> **Excerpted text**
Blunt and penetrating traumatic thoracic aortic injuries constitute surgical emergencies that are attended with high mortality rates. Most patients do not survive long enough, post injury, to reach a hospital. On-site mortality rates may approach approximately 85%. Two main treatment options for blunt thoracic aortic injuries are open surgery and thoracic endovascular repair. Penetrating thoracic aortic injuries have a higher mortality than blunt trauma, with patients often only reaching the hospital in extremis. Thoracic endovascular repair is currently rapidly evolving as the standard of care for thoracic aortic injuries at many centres.
This is a ten-years retrospective study during which data from December 2006 to December 2016 was collected, yielding 34 patients (30 blunt trauma, 4 penetrating trauma). These injuries were treated with thoracic aortic stent grafts at the Groote Schuur Hospital Vascular Unit, Cape Town. We assessed the technical and clinical outcomes.
The 30-day mortality rate was 5.8%, corresponding to 2 deaths both associated with the index trauma-related fatal strokes. The overall mortality rate was 11.8% (4/34): three deaths were due to major strokes and one death was related to pulmonary complications.

> **Tasks to complete**
1. Rewrite the passage on thoracic aortic injuries starting at "This is a ten-years" and ending at "to pulmonary complications.", replacing "deaths" with "fatalities".
2. Answer these questions from the passage on thoracic aortic injuries.
(a) What on-site mortality rate may these injuries approach?
(b) Where were the patients in the study treated with thoracic aortic stent grafts?
(c) How many deaths in the overall count were due to major strokes?

[Records from a data source]
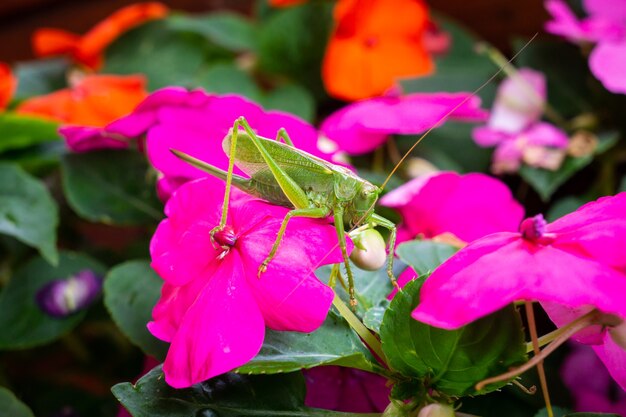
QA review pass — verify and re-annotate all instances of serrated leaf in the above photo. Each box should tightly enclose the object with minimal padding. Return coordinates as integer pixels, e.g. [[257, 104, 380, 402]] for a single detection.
[[0, 162, 59, 264], [111, 366, 367, 417], [101, 20, 206, 90], [237, 311, 381, 374], [167, 12, 258, 52], [61, 151, 163, 224], [15, 58, 70, 100], [104, 260, 168, 360], [380, 279, 526, 396], [0, 387, 35, 417], [519, 133, 618, 201], [0, 252, 105, 349], [396, 240, 458, 276], [0, 112, 60, 153]]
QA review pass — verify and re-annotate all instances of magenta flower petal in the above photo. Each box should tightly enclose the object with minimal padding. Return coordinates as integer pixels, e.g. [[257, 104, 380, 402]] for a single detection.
[[381, 172, 524, 242], [589, 41, 626, 94], [320, 93, 487, 155], [413, 233, 626, 329], [163, 253, 265, 388]]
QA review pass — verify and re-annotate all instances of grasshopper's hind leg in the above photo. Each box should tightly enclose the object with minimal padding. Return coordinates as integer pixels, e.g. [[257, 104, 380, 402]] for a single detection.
[[259, 207, 330, 278], [372, 213, 400, 290]]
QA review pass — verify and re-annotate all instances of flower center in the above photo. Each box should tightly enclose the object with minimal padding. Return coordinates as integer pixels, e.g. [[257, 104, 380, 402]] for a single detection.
[[519, 214, 554, 244]]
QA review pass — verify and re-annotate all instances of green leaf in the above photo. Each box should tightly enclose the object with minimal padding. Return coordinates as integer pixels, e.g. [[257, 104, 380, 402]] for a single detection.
[[261, 84, 315, 122], [237, 311, 380, 374], [111, 366, 370, 417], [15, 58, 70, 100], [258, 1, 333, 98], [167, 12, 258, 52], [519, 133, 618, 201], [400, 17, 498, 105], [101, 20, 207, 90], [0, 162, 59, 264], [104, 260, 168, 360], [380, 279, 526, 396], [61, 150, 163, 224], [195, 62, 263, 102], [0, 387, 35, 417], [396, 240, 458, 276], [0, 252, 105, 349], [0, 112, 60, 153]]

> **Answers below**
1.
This is a ten-years retrospective study during which data from December 2006 to December 2016 was collected, yielding 34 patients (30 blunt trauma, 4 penetrating trauma). These injuries were treated with thoracic aortic stent grafts at the Groote Schuur Hospital Vascular Unit, Cape Town. We assessed the technical and clinical outcomes.
The 30-day mortality rate was 5.8%, corresponding to 2 fatalities both associated with the index trauma-related fatal strokes. The overall mortality rate was 11.8% (4/34): three fatalities were due to major strokes and one death was related to pulmonary complications.

2.
(a) Approximately 85%.
(b) At the Groote Schuur Hospital Vascular Unit, Cape Town.
(c) Three.